#### Source document:
══════
Stop exposing me to risk, its unfair. The minute something does go wrong, employees should have evidence in place that they were acting within acceptable parameters, and that the managerial staff had accepted any risks associated with the action. If judgement calls were required, and bad things happened, employees need to have a clear line of approval in place that they can point to as having failed (justifying their taking action)

Spiked Drink
The trusted individual stands up from lunch and realise they are feeling “wobbly”. Someone spiked their drink.
Presentation
Any scenario where the actor has a compromised capacity for judgement
• Woken in the middle of the night
 • Family emergencies
 • Had a couple of drinks, heavy pain medication
 • Compromised judgement results in the inability to judge yourself compromised.
 • Snap decisions
Plan for individuals to be able to declare themselves incapacitated or compromised; plan for them to take action even when their judgement is compromised; plan to declare someone else's judgement as compromised. Have clear instructions in place to reduce the need for judgement (do your thinking in advance)
══════
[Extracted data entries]
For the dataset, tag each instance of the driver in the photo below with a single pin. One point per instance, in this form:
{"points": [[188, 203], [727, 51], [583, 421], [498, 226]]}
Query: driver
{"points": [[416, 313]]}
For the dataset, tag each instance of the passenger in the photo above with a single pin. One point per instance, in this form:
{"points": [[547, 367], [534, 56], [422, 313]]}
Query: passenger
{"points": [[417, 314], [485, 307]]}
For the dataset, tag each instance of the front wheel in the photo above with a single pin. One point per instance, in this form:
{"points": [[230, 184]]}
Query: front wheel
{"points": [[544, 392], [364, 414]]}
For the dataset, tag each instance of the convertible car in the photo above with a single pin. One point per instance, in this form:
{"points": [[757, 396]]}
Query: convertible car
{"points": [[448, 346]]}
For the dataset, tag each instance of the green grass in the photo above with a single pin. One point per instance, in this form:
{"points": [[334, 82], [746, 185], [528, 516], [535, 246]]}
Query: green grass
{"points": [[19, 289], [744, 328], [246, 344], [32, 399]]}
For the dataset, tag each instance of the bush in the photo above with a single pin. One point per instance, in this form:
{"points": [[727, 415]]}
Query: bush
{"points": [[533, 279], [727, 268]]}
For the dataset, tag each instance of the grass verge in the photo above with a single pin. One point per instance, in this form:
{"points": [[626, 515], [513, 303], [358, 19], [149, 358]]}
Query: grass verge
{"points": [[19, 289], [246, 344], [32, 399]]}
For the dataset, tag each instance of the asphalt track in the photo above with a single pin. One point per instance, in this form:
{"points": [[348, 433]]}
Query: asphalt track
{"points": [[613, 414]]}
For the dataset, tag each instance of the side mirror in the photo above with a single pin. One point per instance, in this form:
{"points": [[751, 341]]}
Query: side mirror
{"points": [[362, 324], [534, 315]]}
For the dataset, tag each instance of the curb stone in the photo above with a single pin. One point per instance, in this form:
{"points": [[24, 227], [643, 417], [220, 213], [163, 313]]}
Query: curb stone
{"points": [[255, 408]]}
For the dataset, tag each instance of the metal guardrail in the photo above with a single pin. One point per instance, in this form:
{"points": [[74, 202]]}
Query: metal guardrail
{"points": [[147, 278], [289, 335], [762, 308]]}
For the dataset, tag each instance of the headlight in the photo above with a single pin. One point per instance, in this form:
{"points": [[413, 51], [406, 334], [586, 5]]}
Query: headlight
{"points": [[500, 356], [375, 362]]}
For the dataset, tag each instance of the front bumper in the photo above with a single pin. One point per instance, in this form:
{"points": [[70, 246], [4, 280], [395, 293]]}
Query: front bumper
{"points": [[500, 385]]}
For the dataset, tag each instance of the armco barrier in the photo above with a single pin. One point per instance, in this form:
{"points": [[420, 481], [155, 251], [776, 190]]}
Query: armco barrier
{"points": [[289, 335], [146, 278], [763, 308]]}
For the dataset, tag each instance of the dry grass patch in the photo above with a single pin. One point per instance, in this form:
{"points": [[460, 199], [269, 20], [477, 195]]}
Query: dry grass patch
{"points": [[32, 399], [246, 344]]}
══════
#### Exercise goal:
In the text on compromised judgement, what does the trusted individual notice on standing up from lunch in the "Spiked Drink" case?

#### Solution for this exercise:
They notice they are feeling "wobbly."